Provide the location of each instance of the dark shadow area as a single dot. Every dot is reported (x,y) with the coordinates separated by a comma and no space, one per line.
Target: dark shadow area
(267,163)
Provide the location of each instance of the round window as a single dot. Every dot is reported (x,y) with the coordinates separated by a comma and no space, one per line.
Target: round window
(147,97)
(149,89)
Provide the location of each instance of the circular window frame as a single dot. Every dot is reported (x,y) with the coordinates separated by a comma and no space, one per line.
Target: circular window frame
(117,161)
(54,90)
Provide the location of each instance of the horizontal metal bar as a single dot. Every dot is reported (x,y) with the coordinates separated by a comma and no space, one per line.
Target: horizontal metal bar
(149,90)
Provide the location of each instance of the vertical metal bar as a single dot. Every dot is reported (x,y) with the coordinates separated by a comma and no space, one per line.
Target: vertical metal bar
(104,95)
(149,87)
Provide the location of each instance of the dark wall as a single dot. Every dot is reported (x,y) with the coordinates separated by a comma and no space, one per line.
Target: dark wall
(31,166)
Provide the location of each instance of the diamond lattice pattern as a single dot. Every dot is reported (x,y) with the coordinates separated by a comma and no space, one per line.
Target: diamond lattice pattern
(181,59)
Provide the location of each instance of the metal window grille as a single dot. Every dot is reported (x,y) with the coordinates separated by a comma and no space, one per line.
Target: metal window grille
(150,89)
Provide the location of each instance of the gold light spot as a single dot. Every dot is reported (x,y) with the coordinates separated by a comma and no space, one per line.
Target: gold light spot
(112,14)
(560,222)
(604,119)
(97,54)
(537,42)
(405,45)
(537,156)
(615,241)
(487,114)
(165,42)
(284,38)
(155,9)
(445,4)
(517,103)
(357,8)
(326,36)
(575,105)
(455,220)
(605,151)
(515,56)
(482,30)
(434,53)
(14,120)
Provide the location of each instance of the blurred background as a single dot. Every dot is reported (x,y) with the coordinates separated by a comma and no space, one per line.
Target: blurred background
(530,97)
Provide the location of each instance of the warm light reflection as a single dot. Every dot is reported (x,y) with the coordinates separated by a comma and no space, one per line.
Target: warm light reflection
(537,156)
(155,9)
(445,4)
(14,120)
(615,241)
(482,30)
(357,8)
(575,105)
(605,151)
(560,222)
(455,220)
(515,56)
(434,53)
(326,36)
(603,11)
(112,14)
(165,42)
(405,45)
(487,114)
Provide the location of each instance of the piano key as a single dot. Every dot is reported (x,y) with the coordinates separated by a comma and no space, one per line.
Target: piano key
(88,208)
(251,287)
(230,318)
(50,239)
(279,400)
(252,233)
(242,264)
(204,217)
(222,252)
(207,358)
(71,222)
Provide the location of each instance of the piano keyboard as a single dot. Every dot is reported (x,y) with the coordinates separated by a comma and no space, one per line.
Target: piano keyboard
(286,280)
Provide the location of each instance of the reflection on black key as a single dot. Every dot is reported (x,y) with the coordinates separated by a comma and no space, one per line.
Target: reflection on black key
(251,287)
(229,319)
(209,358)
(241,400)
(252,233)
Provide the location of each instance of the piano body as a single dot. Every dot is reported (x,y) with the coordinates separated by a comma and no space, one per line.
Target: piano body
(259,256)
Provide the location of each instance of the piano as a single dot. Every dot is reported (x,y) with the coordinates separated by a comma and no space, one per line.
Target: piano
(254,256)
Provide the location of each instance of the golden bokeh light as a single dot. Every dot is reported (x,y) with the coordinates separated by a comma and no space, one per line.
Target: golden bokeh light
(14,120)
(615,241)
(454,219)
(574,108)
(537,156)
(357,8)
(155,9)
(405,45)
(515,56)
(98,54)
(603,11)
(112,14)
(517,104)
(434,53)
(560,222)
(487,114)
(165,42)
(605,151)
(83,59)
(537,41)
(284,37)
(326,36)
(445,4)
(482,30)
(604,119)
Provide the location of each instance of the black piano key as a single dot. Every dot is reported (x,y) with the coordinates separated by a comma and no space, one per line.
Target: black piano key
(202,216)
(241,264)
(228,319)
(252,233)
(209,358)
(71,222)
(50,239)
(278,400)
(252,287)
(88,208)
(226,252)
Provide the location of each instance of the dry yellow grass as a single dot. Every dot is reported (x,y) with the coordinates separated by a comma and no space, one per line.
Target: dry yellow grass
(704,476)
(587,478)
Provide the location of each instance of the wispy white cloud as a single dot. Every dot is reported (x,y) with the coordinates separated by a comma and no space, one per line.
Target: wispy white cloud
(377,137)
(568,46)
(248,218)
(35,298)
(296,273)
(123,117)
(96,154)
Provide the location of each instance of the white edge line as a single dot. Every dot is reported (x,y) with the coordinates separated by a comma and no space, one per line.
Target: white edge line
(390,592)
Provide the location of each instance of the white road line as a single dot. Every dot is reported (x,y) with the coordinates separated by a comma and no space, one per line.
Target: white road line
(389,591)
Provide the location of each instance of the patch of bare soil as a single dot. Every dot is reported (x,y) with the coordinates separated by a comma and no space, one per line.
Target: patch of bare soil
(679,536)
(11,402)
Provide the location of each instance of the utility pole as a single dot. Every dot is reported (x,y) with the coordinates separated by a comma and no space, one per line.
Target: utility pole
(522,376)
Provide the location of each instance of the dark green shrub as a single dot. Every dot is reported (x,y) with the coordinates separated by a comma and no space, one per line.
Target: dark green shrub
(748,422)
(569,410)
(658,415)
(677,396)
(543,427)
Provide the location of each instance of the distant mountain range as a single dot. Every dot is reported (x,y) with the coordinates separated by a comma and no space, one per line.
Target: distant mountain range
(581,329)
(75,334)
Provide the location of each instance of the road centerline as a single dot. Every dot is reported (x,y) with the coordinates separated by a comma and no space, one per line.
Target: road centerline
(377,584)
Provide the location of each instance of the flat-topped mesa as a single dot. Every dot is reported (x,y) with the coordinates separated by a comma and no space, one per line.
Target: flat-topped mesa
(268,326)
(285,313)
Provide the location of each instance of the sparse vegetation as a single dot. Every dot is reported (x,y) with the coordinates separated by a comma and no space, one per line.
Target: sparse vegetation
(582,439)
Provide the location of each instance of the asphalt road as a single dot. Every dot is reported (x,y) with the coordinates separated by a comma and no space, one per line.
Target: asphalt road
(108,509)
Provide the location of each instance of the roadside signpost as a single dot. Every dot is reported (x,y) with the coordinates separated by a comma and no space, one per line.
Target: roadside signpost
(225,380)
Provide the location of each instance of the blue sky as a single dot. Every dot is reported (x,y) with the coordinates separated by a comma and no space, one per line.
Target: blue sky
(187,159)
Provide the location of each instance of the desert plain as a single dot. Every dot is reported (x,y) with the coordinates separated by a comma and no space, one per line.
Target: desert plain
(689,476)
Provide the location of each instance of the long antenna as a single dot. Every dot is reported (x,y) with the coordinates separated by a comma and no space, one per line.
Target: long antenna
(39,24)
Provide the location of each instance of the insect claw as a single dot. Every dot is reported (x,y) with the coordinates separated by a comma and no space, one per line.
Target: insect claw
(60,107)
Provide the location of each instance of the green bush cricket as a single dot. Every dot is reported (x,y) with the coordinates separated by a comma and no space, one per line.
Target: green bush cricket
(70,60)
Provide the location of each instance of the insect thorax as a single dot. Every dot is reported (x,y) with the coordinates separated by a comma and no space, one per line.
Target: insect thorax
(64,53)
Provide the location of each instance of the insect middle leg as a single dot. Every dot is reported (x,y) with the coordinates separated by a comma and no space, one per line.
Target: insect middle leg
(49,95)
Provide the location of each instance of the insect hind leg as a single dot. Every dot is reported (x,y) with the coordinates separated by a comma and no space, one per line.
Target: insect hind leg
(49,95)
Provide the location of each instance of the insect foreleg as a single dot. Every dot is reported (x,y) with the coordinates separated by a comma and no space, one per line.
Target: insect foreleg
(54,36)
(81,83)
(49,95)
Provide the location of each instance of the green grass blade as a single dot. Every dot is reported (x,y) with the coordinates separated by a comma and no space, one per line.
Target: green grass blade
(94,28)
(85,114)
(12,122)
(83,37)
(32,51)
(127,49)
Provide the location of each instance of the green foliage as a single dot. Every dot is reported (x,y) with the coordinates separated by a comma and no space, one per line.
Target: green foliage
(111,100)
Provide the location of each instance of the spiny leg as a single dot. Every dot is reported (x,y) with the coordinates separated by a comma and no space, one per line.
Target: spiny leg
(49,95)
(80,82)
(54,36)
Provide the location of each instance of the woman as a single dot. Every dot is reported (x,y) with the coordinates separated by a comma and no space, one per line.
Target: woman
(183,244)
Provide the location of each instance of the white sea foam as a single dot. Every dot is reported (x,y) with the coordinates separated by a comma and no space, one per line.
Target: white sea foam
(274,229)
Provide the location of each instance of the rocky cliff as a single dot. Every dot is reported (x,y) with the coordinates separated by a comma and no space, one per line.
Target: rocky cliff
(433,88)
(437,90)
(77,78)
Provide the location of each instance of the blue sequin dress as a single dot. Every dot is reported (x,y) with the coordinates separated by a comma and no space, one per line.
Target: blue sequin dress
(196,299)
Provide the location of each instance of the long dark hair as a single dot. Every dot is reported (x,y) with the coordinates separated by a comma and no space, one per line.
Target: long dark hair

• • •

Instruction: Recast the entries as a Markdown table with the columns Row and Entry line, starting at the line that contains "Provide the location of each instance of the long dark" and ending at the final line of the entries. Number each line, and leave out any blank lines.

Written solution:
| Row | Entry line |
|---|---|
| 1 | Provide the location of each instance of the long dark hair as a single dot. Every dot is reported (x,y) with the coordinates separated by a comma and no space, one per line. |
| 2 | Target: long dark hair |